BEGIN Exercise passage
Maintaining timber decking in winter
Timber decking is a classic garden installation, with lots of British homeowners expanding their outdoor surface area by adding decking. From sun patios to hot tub installations, a good deck can transform a garden and create new living spaces to enjoy the better weather.
Unfortunately, the most common decking material is also prone to wear during the winter. Thanks to a combination of hail, rain, sleet and snow, timber decking can become discoloured, tired-looking or downright damaged. Luckily, preventing it is simple: you just need to take the right steps.
Join Arbordeck, specialists in non-slip timber decking boards, as they offer the best tips for maintaining your timber deck.
Clean it down
Timber is prone to dirt and discolouration. Cleaning it isn’t as simple as you’d think, and many basic actions can actually harm your decking. First and foremost, pressure washers are allowed – but only if they’re not heavy-duty. A strong pressure wash can damage the fibres of the wood, so only use a basic model.
Otherwise, you’ll want to start by sweeping the decking of any debris. Be careful to avoid allowing smaller objects such as stray sticks or branches falling into the expansion gaps. Use a small knife to remove these objects.
From there, use a mild all-purpose cleaning solution to mop down the deck and remove any bird poo, mould or stains. Never use bleach or chlorine-based solutions as these can damage or discolour your deck. Fungal growth can be stopped with a typical garden fungicide – which will do nothing to clean the wood but will help kill off any nasty organisms growing there.
END Exercise passage
Problem set
(1) Reproduce the stretch of the timber decking passage from "Maintaining timber decking" through "the right steps.".
(2) Answer these questions about the timber decking passage:
(a) What does Arbordeck specialize in?
(b) What tool should be used to remove small objects from the expansion gaps?
(c) Which kinds of cleaning solution should never be used on the deck?
(3) Write the next part of the timber decking passage, starting after its final sentence.
BEGIN Extracted data
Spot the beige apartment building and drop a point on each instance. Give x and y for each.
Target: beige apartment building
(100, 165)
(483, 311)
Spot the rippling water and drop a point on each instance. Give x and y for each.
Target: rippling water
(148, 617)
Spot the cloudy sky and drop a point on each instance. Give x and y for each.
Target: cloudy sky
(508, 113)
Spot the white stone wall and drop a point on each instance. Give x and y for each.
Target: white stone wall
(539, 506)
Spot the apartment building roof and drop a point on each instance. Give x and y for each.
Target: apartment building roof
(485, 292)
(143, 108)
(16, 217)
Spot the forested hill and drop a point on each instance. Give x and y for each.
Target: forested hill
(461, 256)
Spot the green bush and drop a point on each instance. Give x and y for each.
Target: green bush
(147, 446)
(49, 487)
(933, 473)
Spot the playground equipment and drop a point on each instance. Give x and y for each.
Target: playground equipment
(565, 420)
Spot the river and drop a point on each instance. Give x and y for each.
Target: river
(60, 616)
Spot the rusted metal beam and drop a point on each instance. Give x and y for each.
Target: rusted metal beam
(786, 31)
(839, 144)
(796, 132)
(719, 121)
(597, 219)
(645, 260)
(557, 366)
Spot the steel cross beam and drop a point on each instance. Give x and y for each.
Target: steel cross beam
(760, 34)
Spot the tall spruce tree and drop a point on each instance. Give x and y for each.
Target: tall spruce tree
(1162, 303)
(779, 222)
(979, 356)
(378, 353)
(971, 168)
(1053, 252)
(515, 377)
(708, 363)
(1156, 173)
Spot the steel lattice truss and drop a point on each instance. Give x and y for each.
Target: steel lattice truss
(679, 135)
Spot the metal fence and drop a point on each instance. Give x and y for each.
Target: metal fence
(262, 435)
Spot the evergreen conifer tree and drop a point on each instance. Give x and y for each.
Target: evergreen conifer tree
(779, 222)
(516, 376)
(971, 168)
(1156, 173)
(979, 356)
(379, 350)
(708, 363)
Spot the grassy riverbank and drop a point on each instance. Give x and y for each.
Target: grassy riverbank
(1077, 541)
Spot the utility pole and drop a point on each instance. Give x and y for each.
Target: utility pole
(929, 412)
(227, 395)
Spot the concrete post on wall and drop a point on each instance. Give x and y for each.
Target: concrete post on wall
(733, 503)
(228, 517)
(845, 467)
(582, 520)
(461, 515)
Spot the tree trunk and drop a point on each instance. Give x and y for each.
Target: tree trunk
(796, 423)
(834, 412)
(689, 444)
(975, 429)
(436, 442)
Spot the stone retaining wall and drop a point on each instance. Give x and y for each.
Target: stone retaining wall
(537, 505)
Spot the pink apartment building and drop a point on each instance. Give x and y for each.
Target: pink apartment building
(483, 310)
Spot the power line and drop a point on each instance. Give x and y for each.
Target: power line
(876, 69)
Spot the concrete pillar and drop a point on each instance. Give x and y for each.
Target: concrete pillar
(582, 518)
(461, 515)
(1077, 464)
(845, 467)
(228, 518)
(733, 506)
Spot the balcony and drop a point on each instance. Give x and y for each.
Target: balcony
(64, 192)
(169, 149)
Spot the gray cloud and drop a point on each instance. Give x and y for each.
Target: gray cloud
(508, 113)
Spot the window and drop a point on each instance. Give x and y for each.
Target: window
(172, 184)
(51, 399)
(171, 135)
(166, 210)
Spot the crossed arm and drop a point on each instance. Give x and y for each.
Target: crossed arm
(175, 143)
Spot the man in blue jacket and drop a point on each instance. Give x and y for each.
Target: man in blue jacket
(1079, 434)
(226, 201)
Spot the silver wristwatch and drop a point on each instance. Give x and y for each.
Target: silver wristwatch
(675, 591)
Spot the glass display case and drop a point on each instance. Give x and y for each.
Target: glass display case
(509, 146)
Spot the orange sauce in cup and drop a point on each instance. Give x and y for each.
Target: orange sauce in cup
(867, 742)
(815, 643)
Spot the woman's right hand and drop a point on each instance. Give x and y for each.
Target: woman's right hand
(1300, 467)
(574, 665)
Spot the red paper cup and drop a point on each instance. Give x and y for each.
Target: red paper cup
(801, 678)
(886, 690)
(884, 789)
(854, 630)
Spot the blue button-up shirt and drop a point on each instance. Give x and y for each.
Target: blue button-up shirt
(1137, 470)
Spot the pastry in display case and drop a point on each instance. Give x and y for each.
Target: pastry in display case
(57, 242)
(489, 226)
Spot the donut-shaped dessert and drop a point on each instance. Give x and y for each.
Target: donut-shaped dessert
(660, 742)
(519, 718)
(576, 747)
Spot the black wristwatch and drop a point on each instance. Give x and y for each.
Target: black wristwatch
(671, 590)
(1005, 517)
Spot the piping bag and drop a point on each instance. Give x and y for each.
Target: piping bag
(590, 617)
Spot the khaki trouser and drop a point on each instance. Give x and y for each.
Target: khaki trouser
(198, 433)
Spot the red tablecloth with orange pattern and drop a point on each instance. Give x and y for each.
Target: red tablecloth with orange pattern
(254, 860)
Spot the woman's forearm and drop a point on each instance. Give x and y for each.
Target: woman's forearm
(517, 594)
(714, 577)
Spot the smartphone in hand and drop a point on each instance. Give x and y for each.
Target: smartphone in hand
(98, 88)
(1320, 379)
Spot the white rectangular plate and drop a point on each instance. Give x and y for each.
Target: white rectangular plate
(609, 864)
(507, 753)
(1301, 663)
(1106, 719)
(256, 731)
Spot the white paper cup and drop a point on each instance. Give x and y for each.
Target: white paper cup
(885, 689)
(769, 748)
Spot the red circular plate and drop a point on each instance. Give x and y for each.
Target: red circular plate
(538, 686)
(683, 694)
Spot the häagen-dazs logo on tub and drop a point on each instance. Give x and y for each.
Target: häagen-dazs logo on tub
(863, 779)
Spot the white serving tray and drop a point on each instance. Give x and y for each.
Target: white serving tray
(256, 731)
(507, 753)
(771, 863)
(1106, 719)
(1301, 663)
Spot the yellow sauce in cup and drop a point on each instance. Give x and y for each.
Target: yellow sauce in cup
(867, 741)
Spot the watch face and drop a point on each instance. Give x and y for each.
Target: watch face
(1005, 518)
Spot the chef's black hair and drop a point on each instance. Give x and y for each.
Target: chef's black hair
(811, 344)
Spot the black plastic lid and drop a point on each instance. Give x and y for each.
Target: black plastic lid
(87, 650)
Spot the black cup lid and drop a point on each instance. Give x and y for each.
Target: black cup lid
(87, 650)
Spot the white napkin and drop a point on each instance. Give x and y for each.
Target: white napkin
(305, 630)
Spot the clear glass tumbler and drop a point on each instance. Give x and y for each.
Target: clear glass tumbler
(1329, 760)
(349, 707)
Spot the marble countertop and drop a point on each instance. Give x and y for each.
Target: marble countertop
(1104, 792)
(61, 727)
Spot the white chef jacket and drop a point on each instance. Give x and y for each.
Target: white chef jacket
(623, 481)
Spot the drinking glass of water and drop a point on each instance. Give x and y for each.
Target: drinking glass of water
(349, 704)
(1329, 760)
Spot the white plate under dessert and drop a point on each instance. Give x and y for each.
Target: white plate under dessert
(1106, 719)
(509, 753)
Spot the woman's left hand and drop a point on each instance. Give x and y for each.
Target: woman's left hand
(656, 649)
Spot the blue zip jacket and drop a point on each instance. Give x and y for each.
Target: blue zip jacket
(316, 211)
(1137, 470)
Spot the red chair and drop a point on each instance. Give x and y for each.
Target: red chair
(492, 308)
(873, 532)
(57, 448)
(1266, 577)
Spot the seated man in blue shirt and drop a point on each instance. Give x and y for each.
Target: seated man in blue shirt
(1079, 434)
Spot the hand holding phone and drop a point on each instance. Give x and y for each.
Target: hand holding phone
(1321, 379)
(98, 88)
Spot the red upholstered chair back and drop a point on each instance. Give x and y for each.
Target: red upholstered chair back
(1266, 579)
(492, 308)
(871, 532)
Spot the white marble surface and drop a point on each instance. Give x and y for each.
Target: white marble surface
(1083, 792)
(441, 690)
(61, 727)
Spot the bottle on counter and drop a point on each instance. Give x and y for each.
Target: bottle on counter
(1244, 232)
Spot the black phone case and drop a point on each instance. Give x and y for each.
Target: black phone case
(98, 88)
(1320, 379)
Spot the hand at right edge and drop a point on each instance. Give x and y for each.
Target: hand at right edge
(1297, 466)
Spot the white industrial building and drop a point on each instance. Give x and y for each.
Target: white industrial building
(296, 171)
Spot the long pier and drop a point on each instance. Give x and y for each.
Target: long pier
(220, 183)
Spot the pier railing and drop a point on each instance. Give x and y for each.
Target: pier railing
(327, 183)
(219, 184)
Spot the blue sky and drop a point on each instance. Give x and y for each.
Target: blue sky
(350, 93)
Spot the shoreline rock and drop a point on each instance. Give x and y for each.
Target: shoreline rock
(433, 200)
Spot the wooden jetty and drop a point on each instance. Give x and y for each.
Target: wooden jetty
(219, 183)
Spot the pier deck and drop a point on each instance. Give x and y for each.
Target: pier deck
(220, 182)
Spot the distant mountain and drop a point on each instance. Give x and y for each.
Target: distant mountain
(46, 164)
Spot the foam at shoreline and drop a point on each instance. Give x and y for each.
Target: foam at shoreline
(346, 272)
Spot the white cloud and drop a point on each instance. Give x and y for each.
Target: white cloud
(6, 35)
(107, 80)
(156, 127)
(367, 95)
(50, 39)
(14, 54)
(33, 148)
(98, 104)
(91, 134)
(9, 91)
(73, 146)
END Extracted data
Task-by-task results
(1)
Maintaining timber decking in winter
Timber decking is a classic garden installation, with lots of British homeowners expanding their outdoor surface area by adding decking. From sun patios to hot tub installations, a good deck can transform a garden and create new living spaces to enjoy the better weather.
Unfortunately, the most common decking material is also prone to wear during the winter. Thanks to a combination of hail, rain, sleet and snow, timber decking can become discoloured, tired-looking or downright damaged. Luckily, preventing it is simple: you just need to take the right steps.

(2)
(a) Non-slip timber decking boards.
(b) A small knife.
(c) Bleach or chlorine-based solutions.

(3)
Staining a deck should be done once a year and, as the winter months roll in, it can be a great way to protect the timber from discolouration or damage. Staining in the winter gives the material lots of time to recover. When you purchase a stain, pick up a paint roller and some brushes. Alternatively, save time by buying a paint sprayer.
If going with a roller, use it to cover the area as much as possible. Use a brush to access fiddly areas such as between gaps. Using a paint sprayer makes it faster. Decking stain coats the surface of the wood, usually bringing colour back. However, further steps can be taken to protect the wood…
Use Decking Oil
Even if you use a weatherproof stain, the surface-level protection of stain can be pointless if you’re in a particularly wet area. Decking oil is a specialist treatment that dries into the pores and cells of the organic wood, helping seal it against the weather. Oils don’t crack as timber expands, making them perfect for weatherproofing.
Ultimately, protecting decking is a matter of maintenance and yearly recoating. Spend the winter taking care of your decking and you’ll have a much nicer outdoor area when the summer rolls around.